Excerpt:
There’s been a great deal of apologism flying about in the pro-Syriza media ranks today. I don’t buy it on the whole.

Stay tuned.

Earlier at The Slog: my compleat guide to eurogroupe emoticons

50 thoughts on “GREEK PROPOSALS UPDATE: New Syriza package will pass in Parliament, Coalition resignations make Tsipras future position precarious

  1. Restored ELA (illegally taken away, by the way) means live ATMs on Wednesday, for the price of no guaranteed debt reduction. The Greek people’s representatives, Merkel and Hollande continue to play ‘Let’s pretend’.


  2. Word on the street is that the proposal will be voted by the Hellenic Parliament.
    However, there will be no deal on this specific proposal.
    Wolfie, through the EG, and with the aid of his satellite FinMins will demand more.
    It is not clear yet whether this is an attempt to cut a bigger piece of flesh or to enforce a Grexit or whatever without explicitly demanding it.
    Has anyone heard anything concrete about that?


  3. I don’t doubt that there are EU officials who would like to replace Syriza with a ‘technocratic’ government. I doubt that they will have to get involved. Syriza will pay the price for having lied to the Greek people. Firstly, when they campaigned, claiming that Greece could both stay in the euro and increase government spending. Secondly, when they called the referendum, saying that a ‘No’ vote would force the rest of the Eurozone to offer Greece better conditions. The hard left supporters of Syriza will switch to other left-wing parties and soft-left supporters will switch to other centrist parties.

Provided material:

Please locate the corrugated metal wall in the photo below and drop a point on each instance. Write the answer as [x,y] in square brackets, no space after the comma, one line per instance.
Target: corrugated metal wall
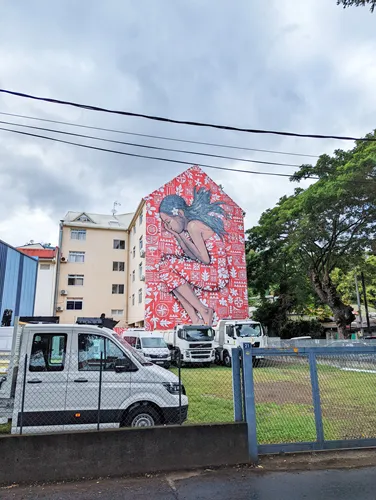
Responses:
[18,275]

What to work on:
(a) In the excerpt on Syriza, why does the third commenter doubt that EU officials will need to get involved in replacing Syriza?
(b) Copy the passage from the excerpt on Syriza, starting at "2. Word on the" and ending at "explicitly demanding it.".
This data comes from a different source than the excerpt on Syriza.

Responses:
(a) The commenter believes Syriza will pay the price for having lied to the Greek people. It first claimed during the campaign that Greece could stay in the euro and increase government spending, and then said a "No" vote in the referendum would force better conditions. As a result, its hard-left supporters will move to other left-wing parties and its soft-left supporters to centrist ones.

(b)
2. Word on the street is that the proposal will be voted by the Hellenic Parliament.
    However, there will be no deal on this specific proposal.
    Wolfie, through the EG, and with the aid of his satellite FinMins will demand more.
    It is not clear yet whether this is an attempt to cut a bigger piece of flesh or to enforce a Grexit or whatever without explicitly demanding it.